- [Required action] In the article about the Hill AFB campaign kickoff, rewrite the passage starting with "During Doug Ferguson’s" and going on through "through the program.", swapping "honorary funerals" for "memorial services".

- [Text shown]
☆ ☆ ☆

HILL AIR FORCE BASE — The Combined Federal Campaign Kick-off Event at Hill Air Force Base last week was all about changing lives.
Over 50 charities from Northern Utah came to Hill AFB to show what needs are unmet. One charity member spoke about how the Veterans of Foreign Wars organization changed his life.
During Doug Ferguson’s second of three tours of duty in Vietnam, he was one of only four members in his unit of 384 members who survived a massive attack — and the only reason he was alive was because five dead bodies were stacked on top of him.
When he arrived back at home in the states, he suffered from survivor’s syndrome, and became involved in the Veterans of Foreign Wars charity. He now conducts nearly two dozen honorary funerals a month. “I feel that what I am doing now gives back and recognizes those that didn’t make it,” Ferguson said.
Bruce Jacobs, Executive Director of the Intermountain CFC, hopes the couple of hundred people attending the event will spread the word on base of organizations in need. Jacobs knows what it feels like to receive guidance from a couple of the charities Hill AFB employees can donate to through the program.
One day upon returning home from work, he learned his 5-year-old had been diagnosed with juvenile diabetes. Their child stayed at the hospital for three days. Each day, they were approached by different charities, who gave them help and information to deal with the new diagnosis.

☆ ☆ ☆

- [Point-per-instance localization data]

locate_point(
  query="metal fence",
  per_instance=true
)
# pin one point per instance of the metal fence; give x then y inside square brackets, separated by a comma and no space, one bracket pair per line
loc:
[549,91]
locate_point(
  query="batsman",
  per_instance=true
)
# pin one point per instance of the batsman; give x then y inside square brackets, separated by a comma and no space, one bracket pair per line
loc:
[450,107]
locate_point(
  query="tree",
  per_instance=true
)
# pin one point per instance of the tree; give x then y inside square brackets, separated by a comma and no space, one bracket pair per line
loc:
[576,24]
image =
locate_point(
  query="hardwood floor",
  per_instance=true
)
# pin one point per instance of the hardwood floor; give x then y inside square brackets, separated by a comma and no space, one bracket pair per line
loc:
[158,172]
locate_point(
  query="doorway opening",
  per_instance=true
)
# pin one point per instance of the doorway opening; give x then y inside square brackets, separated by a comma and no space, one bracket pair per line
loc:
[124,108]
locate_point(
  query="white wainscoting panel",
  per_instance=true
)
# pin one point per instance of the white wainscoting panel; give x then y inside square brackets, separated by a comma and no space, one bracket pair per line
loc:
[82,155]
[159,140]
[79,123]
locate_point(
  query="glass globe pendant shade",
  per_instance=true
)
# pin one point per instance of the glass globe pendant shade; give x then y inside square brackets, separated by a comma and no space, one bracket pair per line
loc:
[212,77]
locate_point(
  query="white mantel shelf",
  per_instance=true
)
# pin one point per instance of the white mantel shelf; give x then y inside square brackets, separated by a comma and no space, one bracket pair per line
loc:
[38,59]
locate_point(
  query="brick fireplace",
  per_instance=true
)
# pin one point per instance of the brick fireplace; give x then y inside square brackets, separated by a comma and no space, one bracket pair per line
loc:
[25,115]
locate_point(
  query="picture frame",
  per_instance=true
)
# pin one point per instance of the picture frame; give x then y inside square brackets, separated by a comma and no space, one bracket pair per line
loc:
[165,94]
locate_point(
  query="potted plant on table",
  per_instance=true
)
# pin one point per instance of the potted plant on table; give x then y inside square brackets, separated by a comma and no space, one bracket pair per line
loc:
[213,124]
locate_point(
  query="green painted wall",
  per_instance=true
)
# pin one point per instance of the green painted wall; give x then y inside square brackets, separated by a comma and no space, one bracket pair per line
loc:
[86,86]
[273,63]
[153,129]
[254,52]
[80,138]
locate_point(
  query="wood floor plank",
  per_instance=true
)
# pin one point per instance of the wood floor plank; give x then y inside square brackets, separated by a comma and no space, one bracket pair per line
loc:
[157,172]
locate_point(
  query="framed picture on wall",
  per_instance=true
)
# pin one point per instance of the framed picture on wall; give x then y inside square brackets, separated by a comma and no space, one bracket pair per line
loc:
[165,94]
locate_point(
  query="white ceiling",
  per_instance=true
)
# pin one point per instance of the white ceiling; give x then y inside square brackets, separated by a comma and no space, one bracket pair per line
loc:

☆ ☆ ☆

- [Result for this task]
During Doug Ferguson’s second of three tours of duty in Vietnam, he was one of only four members in his unit of 384 members who survived a massive attack — and the only reason he was alive was because five dead bodies were stacked on top of him.
When he arrived back at home in the states, he suffered from survivor’s syndrome, and became involved in the Veterans of Foreign Wars charity. He now conducts nearly two dozen memorial services a month. “I feel that what I am doing now gives back and recognizes those that didn’t make it,” Ferguson said.
Bruce Jacobs, Executive Director of the Intermountain CFC, hopes the couple of hundred people attending the event will spread the word on base of organizations in need. Jacobs knows what it feels like to receive guidance from a couple of the charities Hill AFB employees can donate to through the program.